"THE CASE OF THE SULKY GIRL." Now that sounded like a play the Junior Class could sink its tonsils into! Most of us knew Perry Mason the same way we knew Jack Armstrong, Fred Allen, and Superman--from radio. The radio version of Perry Mason ran from 1943 until 1955, so the Class of '53 felt very comfortable with Mr. Wall's choice of a play. No silly Shakespearean tights or tangled English needed for this! And we even had a leading man an audience wouldn't snicker about.
Jim De Ciancio wasn't really handsome, but he had broad shoulders, and even wider confidence. Because of his heft and dark coloring, he spookily resembled Raymond Burr, who was to play the TV Perry Mason later in the decade. In addition, fate had gifted Jim with a deep, rich voice and a love of drama, onstage and off. At 17, he could easily pass for 21, and often did. More than one Arizona traffic cop played bit parts in Jim's ad lib comedies.
Now I knew I wasn't going to play the "Sulky Girl" in this drama. If parents and friends are coerced into showing up at school and college productions, the very least they have a right to expect is a pretty girl in the leading role. Tall, blonde Carol Ann fit that bill, with a few bonuses thrown in. But what about Della Street, Perry's secretary? She had pages of lines, and I was great at memorizing.

→ **PROVIDED MATERIAL**
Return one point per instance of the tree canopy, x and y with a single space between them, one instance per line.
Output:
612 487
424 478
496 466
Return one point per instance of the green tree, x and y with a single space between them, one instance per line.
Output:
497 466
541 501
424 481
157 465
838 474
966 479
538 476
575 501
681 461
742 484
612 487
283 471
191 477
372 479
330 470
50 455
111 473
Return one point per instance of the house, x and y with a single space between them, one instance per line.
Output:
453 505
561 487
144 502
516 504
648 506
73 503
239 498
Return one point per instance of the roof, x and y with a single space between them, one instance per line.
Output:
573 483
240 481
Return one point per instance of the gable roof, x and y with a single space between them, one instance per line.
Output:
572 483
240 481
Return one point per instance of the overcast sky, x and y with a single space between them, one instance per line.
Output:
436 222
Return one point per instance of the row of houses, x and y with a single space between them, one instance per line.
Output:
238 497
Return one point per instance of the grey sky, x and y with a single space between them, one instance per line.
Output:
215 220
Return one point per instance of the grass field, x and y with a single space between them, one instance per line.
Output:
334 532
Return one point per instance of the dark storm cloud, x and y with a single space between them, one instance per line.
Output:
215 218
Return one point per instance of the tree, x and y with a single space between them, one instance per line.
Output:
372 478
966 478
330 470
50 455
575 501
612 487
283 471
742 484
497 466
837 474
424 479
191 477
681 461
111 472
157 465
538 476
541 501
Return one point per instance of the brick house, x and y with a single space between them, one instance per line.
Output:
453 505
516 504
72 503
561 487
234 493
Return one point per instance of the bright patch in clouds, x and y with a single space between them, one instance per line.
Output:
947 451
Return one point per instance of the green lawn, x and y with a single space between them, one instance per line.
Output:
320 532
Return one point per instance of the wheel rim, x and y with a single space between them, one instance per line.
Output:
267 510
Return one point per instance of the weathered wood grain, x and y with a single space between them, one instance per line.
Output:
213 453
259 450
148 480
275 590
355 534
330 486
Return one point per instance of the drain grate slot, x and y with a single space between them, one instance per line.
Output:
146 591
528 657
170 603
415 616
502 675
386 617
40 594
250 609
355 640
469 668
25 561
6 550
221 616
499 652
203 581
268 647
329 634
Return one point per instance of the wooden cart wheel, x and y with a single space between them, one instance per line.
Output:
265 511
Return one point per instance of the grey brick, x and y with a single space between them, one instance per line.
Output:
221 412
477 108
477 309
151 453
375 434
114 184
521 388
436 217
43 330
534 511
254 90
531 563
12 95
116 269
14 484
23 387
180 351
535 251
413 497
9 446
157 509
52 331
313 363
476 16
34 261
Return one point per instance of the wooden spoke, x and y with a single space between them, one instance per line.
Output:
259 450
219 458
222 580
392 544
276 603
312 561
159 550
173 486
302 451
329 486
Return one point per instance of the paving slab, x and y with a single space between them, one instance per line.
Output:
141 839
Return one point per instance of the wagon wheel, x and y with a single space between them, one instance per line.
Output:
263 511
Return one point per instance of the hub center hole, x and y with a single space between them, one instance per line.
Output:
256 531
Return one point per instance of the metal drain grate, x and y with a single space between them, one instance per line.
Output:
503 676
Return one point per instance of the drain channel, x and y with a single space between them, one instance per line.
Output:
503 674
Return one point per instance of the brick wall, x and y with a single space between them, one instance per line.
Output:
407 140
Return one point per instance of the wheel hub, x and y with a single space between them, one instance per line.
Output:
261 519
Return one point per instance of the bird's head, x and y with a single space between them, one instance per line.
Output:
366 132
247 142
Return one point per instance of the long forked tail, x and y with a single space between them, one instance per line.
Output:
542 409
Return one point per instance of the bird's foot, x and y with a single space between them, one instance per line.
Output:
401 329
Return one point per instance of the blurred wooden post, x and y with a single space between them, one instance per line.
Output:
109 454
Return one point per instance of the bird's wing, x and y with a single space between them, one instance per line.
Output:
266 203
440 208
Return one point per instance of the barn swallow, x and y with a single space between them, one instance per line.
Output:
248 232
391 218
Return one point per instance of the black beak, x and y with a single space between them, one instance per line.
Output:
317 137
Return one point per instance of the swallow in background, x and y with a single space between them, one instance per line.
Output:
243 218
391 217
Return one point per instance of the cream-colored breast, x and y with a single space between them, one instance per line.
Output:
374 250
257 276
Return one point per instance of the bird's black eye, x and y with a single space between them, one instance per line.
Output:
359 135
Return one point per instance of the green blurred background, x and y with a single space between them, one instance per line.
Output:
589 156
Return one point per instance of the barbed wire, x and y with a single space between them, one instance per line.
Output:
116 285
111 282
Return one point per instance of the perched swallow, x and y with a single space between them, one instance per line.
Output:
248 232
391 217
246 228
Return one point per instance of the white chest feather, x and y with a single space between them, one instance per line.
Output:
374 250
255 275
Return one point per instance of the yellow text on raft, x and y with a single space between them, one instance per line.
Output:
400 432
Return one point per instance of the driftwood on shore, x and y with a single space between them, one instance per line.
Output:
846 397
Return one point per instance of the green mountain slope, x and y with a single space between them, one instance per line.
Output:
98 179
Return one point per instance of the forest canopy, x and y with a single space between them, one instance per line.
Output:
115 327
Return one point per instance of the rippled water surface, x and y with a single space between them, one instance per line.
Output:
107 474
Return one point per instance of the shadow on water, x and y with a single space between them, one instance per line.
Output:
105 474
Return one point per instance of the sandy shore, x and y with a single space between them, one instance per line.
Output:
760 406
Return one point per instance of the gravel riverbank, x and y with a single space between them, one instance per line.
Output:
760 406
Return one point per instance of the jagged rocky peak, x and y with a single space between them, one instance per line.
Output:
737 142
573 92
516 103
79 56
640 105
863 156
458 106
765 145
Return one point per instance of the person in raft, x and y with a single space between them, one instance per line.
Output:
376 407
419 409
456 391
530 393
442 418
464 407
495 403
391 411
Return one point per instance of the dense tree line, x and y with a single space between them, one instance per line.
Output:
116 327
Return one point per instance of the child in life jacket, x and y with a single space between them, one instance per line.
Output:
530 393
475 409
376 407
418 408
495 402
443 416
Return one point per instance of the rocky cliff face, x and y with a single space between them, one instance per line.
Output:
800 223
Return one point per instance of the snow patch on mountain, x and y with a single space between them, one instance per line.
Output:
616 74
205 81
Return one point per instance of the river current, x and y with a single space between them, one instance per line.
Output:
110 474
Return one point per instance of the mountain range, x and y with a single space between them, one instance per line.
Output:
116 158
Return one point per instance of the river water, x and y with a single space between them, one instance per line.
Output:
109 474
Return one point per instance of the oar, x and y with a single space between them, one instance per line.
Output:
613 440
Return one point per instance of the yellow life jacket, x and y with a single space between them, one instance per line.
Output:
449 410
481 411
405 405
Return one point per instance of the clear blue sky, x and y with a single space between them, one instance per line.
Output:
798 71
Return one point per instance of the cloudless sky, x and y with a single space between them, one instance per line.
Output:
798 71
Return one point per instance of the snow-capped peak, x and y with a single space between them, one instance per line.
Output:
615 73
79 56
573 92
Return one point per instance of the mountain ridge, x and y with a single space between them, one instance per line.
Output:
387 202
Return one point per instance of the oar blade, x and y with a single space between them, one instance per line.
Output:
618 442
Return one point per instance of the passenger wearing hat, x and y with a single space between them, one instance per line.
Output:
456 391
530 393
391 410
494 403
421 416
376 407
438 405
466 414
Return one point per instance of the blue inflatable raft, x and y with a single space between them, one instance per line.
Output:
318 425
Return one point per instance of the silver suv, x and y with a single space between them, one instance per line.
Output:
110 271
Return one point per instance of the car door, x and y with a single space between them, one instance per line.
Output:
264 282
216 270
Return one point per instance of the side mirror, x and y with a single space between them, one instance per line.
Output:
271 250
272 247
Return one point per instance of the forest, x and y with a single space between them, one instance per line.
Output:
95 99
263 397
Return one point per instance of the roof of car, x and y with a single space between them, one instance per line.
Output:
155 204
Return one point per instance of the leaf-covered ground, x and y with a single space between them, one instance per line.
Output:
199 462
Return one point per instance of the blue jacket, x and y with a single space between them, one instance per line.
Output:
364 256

→ **WRITTEN TASKS**
A – Rewrite the part of the school play recollection that opens with the words containing "Jim De Ciancio" and closes with "great at memorizing.", changing "secretary" to "assistant".
B – Transcribe the part of the records that opens with the line containing "Return one point per instance of the forest, x" and closes with the last line of the records.
The school play recollection and the records have no connection to each other.

→ **ANSWERS GIVEN**
A –
Jim De Ciancio wasn't really handsome, but he had broad shoulders, and even wider confidence. Because of his heft and dark coloring, he spookily resembled Raymond Burr, who was to play the TV Perry Mason later in the decade. In addition, fate had gifted Jim with a deep, rich voice and a love of drama, onstage and off. At 17, he could easily pass for 21, and often did. More than one Arizona traffic cop played bit parts in Jim's ad lib comedies.
Now I knew I wasn't going to play the "Sulky Girl" in this drama. If parents and friends are coerced into showing up at school and college productions, the very least they have a right to expect is a pretty girl in the leading role. Tall, blonde Carol Ann fit that bill, with a few bonuses thrown in. But what about Della Street, Perry's assistant? She had pages of lines, and I was great at memorizing.

B –
Return one point per instance of the forest, x and y with a single space between them, one instance per line.
Output:
95 99
263 397
Return one point per instance of the roof of car, x and y with a single space between them, one instance per line.
Output:
155 204
Return one point per instance of the leaf-covered ground, x and y with a single space between them, one instance per line.
Output:
199 462
Return one point per instance of the blue jacket, x and y with a single space between them, one instance per line.
Output:
364 256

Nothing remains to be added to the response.